Count the lines in the listing below that contain the word "negative", and give only that number.

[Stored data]
=== Begin Enclosure ===
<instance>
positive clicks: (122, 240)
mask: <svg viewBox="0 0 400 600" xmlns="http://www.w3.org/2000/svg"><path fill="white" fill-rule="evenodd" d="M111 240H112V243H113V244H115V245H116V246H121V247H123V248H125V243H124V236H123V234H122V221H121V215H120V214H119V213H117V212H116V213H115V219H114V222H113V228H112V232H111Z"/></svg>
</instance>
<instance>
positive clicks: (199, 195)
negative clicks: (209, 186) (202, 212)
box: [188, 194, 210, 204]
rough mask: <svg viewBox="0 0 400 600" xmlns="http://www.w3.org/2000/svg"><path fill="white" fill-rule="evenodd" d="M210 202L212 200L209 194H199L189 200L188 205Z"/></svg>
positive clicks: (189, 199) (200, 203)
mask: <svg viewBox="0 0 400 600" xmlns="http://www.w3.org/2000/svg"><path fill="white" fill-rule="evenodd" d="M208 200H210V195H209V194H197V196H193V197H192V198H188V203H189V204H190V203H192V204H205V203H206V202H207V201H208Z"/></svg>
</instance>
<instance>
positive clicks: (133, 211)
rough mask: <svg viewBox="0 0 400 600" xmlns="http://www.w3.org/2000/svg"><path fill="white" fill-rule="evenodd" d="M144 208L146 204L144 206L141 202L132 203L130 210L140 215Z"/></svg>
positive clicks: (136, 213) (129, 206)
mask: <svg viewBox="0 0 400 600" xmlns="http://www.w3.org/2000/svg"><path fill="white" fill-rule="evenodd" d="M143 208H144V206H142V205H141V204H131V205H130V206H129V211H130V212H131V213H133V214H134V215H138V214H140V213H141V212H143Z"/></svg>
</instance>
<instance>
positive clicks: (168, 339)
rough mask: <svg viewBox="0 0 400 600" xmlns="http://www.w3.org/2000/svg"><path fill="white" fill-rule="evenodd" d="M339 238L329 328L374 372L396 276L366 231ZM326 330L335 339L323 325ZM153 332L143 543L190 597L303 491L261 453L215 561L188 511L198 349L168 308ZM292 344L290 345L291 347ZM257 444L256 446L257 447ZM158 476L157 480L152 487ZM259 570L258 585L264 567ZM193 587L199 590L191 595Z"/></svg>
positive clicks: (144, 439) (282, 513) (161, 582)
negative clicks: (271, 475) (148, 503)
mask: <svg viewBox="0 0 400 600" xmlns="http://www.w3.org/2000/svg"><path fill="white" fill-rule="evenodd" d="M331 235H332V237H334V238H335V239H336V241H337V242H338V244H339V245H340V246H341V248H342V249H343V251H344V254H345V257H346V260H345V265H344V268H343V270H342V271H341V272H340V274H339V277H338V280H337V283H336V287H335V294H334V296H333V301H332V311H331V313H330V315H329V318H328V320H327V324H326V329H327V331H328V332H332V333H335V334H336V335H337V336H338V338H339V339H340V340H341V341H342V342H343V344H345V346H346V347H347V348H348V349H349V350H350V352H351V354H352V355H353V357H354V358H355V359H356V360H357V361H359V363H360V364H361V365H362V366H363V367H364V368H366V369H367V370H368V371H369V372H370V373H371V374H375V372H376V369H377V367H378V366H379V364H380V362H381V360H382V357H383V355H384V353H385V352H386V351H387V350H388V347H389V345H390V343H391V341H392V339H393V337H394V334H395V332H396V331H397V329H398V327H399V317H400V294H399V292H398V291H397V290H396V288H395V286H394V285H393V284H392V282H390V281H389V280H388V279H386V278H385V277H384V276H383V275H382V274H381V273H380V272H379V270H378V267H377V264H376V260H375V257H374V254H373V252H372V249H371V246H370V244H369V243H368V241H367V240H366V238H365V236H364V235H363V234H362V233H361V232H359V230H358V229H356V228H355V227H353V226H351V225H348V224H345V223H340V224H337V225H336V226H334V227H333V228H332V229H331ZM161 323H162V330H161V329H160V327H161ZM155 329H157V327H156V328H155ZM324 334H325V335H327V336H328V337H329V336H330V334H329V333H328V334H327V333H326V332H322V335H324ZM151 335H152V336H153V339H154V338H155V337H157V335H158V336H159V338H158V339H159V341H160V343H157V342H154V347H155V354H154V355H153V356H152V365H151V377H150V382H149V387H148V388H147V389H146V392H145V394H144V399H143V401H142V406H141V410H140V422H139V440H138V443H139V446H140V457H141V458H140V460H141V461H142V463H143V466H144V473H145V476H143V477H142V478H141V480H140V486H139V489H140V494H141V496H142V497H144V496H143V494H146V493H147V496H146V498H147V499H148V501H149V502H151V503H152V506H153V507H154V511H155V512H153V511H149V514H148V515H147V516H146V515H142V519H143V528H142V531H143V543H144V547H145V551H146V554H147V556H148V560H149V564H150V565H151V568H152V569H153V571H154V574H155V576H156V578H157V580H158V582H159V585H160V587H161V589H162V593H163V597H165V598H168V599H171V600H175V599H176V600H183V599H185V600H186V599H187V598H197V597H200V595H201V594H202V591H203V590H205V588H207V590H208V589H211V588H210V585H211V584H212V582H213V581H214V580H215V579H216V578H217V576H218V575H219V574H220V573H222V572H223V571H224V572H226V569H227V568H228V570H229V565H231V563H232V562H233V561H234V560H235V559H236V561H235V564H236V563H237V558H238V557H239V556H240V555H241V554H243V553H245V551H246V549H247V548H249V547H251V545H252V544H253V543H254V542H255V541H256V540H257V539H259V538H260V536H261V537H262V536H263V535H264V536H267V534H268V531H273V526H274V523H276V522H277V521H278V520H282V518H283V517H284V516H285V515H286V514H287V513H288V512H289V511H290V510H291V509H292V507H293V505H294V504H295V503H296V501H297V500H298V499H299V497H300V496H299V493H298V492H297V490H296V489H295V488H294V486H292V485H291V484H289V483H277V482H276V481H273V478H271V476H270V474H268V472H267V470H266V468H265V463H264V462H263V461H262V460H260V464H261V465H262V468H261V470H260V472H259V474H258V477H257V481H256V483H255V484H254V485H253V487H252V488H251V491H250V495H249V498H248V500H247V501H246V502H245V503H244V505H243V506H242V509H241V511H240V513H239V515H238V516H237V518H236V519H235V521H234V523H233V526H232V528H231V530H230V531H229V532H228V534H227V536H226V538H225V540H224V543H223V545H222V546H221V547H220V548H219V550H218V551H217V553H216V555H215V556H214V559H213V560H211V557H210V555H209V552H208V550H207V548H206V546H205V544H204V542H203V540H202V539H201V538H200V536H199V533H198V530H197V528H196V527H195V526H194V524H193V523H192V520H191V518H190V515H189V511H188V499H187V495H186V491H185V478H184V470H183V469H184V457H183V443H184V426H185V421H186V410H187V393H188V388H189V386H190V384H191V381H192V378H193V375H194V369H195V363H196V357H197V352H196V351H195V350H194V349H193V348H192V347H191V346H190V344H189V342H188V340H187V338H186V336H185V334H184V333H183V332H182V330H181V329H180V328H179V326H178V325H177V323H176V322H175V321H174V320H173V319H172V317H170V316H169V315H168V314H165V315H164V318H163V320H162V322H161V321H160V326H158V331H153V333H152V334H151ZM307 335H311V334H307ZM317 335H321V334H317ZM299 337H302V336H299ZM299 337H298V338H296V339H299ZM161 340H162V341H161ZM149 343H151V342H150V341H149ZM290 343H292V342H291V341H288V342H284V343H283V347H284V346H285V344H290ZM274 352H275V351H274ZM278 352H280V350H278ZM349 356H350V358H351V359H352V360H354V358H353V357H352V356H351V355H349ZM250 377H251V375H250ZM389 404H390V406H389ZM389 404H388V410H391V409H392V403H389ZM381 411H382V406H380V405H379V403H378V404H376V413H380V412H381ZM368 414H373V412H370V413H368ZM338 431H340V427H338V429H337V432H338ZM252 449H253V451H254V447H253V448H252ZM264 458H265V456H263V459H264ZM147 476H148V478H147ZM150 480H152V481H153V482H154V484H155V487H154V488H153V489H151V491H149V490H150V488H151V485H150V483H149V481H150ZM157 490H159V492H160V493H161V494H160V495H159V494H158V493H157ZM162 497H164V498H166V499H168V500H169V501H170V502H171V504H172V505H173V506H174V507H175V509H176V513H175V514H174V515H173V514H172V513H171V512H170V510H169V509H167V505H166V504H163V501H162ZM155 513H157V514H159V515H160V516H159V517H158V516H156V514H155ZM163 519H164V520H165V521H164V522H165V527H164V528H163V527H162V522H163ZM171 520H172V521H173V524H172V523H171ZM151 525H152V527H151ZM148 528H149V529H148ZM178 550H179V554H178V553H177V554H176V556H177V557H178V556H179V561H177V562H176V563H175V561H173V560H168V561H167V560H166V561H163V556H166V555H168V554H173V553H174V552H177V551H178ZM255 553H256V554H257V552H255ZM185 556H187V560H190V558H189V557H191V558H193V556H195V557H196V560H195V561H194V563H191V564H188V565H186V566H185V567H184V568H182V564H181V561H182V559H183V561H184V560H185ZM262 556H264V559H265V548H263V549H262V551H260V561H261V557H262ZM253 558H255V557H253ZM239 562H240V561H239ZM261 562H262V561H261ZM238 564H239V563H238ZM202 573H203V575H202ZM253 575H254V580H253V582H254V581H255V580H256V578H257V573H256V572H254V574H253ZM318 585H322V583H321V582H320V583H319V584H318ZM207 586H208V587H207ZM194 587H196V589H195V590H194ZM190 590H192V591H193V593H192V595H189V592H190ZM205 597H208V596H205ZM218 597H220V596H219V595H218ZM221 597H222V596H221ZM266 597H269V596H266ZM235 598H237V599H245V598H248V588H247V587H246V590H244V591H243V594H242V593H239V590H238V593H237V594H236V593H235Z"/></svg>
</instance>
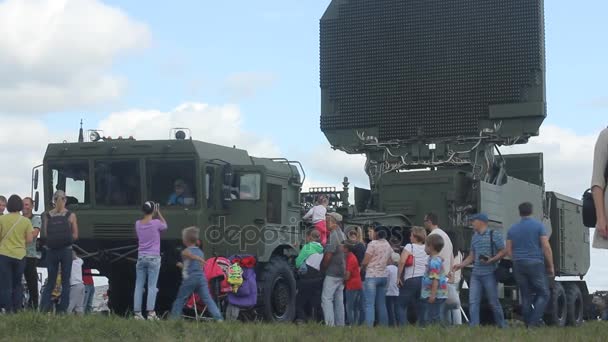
=== End Enclosure ===
**ANSWER**
2